Tarefas a realizar:
1. Com base no texto sobre a Quarta-feira de Cinzas, enumere as três coisas que muita gente já teria feito antes de estar revigorada para o trabalho.
2. Segundo o texto sobre a Quarta-feira de Cinzas, por que o carnaval seria necessário? Responda em uma a três frases.
3. Responda às perguntas a seguir com base no texto sobre a Quarta-feira de Cinzas:
(a) Em que horário o texto provavelmente será publicado?
(b) Como o narrador, em algum ponto da vida, achava o carnaval?
(c) O que a maioria come na Sexta-feira Santa, em vez de bacalhau?

Texto extraído:
Quarta-feira de cinzas


Espaço do Nando
“Quarta-feira de cinzas”

É bem provável que este texto seja publicado ao meio-dia, ou seja, bem na hora em que o nosso Brasil varonil começa a recuperar-se da gostosa ressaca carnavalesca. Afinal, chegou a hora de pegar no batente, gerar e produzir riquezas. Caramba, que discurso mais “governo militar”! Creio que nesse momento muita gente já se esbaldou na folia, tomou sua canjinha, tirou uma boa soneca e esteja totalmente revigorado para o trabalho. Ou pelo menos, quase.
Pois bem, em algum ponto da minha vida, eu fui um daqueles caras que achavam o carnaval um verdadeiro porre, sendo ranzinza ao extremo, criticando até mesmo as outras pessoas que gostavam ou participavam da festa. Hoje, felizmente,  mudei  meu conceito, e mesmo que ainda  continue não gostando do carnaval, aturo com mais paciência e curiosidade os “ziriguiduns”, balacobacos” e “telecotecos”. Atualmente, até acho que essa grande festa seja necessária.
Para começar, devo levar em consideração que entre o estouro da champanhe no reveillon e o bacalhau da sexta-feira santa, (para a maioria, sardinha); são aproximadamente quatro meses. E convenhamos: para o brasileiro, é um período bem  razoável sem um feriadinho prolongado, sendo que isto não é justo para um povo que tanto padece.

Material fornecido:
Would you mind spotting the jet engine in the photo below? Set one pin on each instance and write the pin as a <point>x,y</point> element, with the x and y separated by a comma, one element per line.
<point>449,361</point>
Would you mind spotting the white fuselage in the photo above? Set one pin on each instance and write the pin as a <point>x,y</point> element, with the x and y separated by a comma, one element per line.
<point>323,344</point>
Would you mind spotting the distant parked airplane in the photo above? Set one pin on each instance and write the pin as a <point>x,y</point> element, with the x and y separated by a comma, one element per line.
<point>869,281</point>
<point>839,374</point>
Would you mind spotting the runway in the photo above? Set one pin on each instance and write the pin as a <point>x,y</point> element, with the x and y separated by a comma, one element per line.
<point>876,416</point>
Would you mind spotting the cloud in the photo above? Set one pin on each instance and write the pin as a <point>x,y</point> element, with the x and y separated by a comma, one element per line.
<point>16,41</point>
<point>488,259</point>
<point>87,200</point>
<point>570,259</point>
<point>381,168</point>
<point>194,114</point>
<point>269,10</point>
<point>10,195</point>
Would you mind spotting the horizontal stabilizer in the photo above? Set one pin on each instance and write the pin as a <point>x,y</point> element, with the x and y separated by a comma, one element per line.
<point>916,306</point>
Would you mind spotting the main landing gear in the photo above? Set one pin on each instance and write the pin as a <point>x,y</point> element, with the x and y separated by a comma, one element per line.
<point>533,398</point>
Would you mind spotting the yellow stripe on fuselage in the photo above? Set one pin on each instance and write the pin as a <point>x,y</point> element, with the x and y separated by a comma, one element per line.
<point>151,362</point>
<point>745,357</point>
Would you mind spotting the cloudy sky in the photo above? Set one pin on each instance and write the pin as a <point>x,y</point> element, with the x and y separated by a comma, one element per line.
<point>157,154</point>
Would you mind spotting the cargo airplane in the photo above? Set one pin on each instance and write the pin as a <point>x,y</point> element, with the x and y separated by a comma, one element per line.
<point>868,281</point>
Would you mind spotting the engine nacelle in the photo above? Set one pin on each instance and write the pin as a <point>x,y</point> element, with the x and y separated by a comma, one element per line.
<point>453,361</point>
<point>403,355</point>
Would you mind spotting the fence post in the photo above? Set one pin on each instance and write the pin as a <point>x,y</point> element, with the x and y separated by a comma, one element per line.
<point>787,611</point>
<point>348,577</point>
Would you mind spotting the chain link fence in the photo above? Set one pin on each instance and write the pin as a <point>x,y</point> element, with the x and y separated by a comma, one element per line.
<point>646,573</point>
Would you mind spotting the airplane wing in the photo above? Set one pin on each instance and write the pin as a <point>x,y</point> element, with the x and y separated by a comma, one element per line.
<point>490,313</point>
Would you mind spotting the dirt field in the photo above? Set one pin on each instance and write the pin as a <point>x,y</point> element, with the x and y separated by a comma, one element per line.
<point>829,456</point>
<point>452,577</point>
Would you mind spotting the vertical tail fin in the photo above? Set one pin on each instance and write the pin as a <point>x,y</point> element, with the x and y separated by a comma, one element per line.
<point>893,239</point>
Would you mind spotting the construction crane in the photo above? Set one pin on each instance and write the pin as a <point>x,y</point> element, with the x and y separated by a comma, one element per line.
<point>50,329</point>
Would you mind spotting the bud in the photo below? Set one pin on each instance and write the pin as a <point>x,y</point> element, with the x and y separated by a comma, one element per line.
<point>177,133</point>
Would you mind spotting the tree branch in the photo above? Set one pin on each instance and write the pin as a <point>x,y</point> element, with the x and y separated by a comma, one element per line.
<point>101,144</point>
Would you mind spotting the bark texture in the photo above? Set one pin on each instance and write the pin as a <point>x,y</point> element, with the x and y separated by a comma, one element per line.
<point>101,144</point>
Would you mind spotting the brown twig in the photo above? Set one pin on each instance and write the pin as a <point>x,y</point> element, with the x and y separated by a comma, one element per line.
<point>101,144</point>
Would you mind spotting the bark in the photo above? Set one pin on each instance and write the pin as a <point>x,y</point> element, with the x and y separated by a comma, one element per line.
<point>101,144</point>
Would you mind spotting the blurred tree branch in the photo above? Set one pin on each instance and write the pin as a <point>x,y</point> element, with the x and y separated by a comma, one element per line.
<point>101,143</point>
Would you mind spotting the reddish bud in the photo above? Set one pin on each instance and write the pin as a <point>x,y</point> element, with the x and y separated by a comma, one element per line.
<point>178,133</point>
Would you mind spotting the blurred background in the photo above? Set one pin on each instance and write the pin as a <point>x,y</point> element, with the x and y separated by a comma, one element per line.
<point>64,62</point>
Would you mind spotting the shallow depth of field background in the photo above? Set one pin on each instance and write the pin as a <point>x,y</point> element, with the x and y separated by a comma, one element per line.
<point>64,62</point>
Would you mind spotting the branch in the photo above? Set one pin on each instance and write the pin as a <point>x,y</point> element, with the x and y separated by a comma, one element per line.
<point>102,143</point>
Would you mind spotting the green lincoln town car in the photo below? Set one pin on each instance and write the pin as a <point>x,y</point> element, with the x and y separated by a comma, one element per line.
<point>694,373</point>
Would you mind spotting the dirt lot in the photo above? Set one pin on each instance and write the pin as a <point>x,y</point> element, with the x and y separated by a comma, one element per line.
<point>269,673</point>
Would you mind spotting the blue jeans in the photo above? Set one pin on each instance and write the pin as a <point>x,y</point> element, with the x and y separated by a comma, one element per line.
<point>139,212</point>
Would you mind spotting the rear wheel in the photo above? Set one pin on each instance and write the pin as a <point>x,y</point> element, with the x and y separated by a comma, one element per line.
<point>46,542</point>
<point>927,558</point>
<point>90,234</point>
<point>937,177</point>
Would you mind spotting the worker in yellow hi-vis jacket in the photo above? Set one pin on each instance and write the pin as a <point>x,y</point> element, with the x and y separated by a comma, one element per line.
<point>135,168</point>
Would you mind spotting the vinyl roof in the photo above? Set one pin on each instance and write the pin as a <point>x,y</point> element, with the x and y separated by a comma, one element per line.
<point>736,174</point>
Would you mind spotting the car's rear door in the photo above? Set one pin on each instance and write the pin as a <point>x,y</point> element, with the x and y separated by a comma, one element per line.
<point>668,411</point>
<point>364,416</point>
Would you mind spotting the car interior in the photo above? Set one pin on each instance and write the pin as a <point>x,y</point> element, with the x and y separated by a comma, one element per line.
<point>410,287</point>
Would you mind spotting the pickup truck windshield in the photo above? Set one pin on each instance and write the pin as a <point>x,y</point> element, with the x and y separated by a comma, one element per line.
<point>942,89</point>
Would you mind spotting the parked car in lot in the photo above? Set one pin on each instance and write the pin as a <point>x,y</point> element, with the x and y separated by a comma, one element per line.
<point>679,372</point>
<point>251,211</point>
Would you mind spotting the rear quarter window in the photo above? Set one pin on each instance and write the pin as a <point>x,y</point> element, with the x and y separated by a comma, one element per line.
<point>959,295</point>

Respostas por tarefa:
1. Esbaldar-se na folia; tomar sua canjinha; tirar uma boa soneca.

2. Entre o réveillon e a Sexta-feira Santa passam-se aproximadamente quatro meses sem um feriado prolongado. Para o brasileiro, isso não é justo, por ser um povo que tanto padece.

3.
(a) Ao meio-dia.
(b) Um verdadeiro porre.
(c) Sardinha.